** ACTIONS TO TAKE **
[1] Set down, word for word, the part of the drill weekend account starting with "The rest of" and going on through "or playing basketball.".
[2] Write the next part of the drill weekend account, picking up right after its final sentence.

And I said, “Hmm?!” 

 

The rest of the day was filled with chow (lunch and dinner), classroom training, platoon time (hang out with our platoon), and free time after dinner. Free time consisted of hygiene (showering again, if you need it, with no time restraints!), chatting, sitting on our phones, or playing basketball.

 

Do you know how delightful it can feel to lose pride? During downtime, I encouraged myself to ask questions for clarification instead of pretending like I knew what they were talking about. I asked these young soldiers (literally still in high school) what the abbreviation was for their uniforms and I inquired how I’m supposed to address a sergeant versus an officer. I stepped into curiosity and asked these soldiers personal questions about their experiences at Basic or about their family dynamics. I felt delighted knowing that my humility might be opening up an opportunity for them to practice a gift—a gift of storytelling, a gift of humor, a gift of insight or knowledge.

 

At my first drill, I didn’t remember any names and I wasn’t the one to strike conversation, which is unusual for me. Leading up to this intimidating weekend, I prayed constantly and whole-heartedly for the Lord to be in my interactions with people. The whole day went by and I didn’t even think to spread His light because I was deeply engrossed in this foreign atmosphere. But I now know that He was working even when I was unaware. In the evening, a group of five to six of us girls gathered into a circle, wrapped in our blankets from home. We giggled about boys and chatted about our families. My Bible was sitting out by my pillow and I don’t recall how this started, but we got to talking about church and faith. I was able to share parts of my personal testimony—my life before Christ and my process of accepting Him as my Savior. This was the first time I’ve ever broadcasted my faith story in an unplanned setting—the Lord is so good. Later that evening, actually around 0200 to be exact, we had Fire Guard. Fire Guard is where two battle buddies sit up and keep watch in one-hour shifts.

** DATASET EXTRACT **
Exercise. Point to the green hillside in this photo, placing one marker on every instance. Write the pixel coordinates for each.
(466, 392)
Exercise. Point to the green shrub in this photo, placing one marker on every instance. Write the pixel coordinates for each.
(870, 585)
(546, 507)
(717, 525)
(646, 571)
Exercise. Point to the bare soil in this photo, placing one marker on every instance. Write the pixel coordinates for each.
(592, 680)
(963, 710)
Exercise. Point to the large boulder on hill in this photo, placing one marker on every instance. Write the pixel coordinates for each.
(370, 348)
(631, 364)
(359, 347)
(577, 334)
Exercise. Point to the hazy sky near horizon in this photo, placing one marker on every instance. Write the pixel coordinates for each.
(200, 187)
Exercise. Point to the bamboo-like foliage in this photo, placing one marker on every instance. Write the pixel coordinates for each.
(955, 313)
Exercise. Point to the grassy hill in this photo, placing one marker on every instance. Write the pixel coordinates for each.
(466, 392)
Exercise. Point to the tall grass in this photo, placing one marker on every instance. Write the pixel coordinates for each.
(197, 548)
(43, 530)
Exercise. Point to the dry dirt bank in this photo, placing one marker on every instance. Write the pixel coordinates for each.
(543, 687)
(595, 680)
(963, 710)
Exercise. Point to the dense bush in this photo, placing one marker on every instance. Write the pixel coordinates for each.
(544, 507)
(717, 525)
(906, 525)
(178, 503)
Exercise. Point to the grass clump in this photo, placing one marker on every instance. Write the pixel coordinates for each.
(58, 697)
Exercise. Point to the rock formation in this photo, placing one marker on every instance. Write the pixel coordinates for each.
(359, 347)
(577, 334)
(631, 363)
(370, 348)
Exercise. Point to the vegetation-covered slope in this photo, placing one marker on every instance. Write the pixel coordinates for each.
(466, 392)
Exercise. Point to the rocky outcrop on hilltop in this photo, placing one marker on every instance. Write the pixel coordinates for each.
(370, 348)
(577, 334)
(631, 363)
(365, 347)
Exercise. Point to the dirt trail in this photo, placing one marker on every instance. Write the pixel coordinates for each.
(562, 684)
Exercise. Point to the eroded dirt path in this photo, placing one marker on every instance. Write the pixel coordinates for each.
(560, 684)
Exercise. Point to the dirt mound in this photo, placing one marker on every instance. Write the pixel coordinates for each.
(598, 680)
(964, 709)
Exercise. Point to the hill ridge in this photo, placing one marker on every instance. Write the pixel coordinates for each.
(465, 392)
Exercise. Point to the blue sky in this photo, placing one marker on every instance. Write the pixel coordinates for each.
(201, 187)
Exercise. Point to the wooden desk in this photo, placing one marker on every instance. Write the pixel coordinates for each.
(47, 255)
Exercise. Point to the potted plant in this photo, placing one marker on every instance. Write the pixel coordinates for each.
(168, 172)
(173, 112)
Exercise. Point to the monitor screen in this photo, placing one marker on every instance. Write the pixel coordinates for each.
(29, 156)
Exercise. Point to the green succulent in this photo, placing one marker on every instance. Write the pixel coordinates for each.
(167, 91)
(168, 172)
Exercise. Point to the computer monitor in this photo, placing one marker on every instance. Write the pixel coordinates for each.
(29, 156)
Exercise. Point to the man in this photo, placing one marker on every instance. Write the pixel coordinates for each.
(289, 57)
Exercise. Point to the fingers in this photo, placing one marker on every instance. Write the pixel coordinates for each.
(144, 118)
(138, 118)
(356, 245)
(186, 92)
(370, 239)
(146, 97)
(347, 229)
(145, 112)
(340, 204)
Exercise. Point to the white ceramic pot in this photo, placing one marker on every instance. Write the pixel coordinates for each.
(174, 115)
--
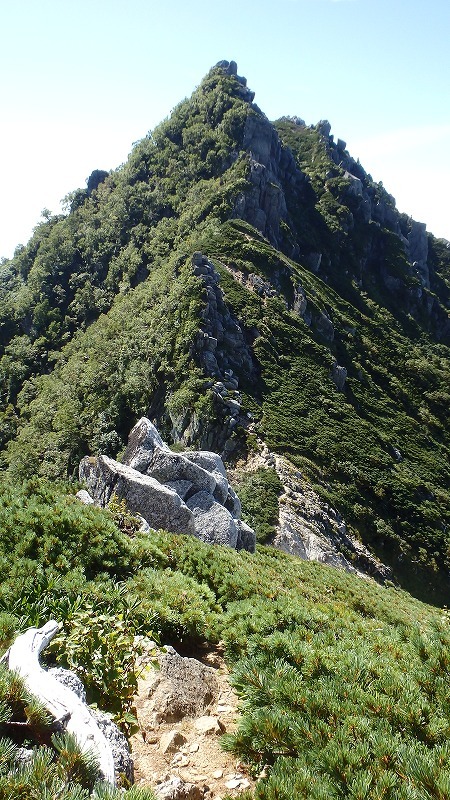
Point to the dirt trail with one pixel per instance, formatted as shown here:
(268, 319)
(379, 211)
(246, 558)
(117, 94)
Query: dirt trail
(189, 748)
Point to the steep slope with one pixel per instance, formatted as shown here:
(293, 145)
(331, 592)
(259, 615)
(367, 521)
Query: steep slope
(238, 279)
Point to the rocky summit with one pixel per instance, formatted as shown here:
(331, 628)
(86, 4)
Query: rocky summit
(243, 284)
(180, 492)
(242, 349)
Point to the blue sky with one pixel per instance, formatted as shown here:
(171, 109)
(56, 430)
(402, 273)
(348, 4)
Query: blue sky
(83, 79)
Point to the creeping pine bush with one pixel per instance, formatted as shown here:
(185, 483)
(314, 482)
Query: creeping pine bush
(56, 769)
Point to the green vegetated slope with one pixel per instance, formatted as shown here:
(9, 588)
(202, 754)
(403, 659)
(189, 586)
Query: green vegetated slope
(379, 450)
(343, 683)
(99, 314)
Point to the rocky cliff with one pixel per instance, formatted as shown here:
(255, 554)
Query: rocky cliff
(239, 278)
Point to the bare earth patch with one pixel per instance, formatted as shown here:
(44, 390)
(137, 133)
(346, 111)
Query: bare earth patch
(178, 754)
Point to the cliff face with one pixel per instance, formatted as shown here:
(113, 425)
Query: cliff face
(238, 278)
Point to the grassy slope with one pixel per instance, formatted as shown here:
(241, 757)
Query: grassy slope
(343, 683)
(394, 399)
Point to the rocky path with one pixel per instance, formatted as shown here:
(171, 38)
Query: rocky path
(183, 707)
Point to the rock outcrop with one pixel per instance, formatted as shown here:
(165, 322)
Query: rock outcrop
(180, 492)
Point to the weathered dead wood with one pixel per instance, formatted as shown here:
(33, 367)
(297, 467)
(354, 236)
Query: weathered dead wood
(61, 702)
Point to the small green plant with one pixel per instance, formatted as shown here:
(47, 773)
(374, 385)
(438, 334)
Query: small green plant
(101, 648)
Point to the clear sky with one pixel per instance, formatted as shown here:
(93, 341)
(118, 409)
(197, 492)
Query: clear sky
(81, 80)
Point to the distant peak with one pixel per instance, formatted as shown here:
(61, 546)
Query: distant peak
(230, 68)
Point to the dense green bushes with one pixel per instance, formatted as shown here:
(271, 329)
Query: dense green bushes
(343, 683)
...
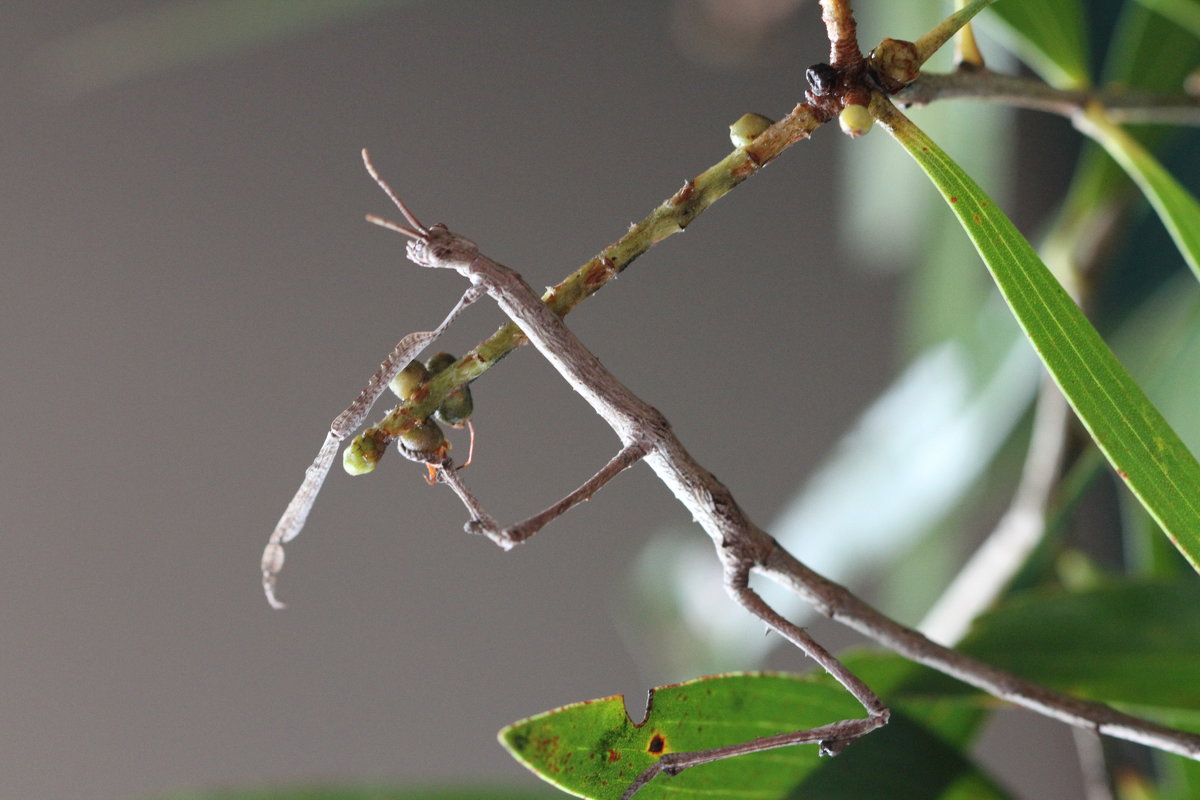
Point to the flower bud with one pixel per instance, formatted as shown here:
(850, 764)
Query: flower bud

** ANSWERS PROVIDED **
[1]
The rest of the day was filled with chow (lunch and dinner), classroom training, platoon time (hang out with our platoon), and free time after dinner. Free time consisted of hygiene (showering again, if you need it, with no time restraints!), chatting, sitting on our phones, or playing basketball.

[2]
 

My battle buddy randomly said to me, “I think it’s really cool that you… like, love Jesus.” 

 

All I could do was smile. This comment was so unexpected and delightful, I thank the Lord for her boldness at that moment. I am encouraged to continue spreading His Word, even when I have self-doubts and become timid.

 

The morning came, and we had chow at 0700. We ate while learning about our benefits and opportunities. We then did some cleaning and waiting and left by 10:15… A great motto for the military is, “Hurry up and wait.” I like to remind myself that I was there for about 24 hours exactly—my whole world was put into perspective when I think back on how I accomplished something challenging and uncomfortable in just 24 hours.

 

I survived my first drill. I went bare-faced and completely unknown into a whole new world. It’s hard to describe exactly how secluded yet magnetic the military realm is in comparison to the nation of civilians. For multiple years, I felt a strong pull to know this territory, and there I was, experiencing it at last. 

 

This is contentment. This is satisfaction. This is fulfillment. 

 

And that’s when I knew this truly is the Lord’s will for my life.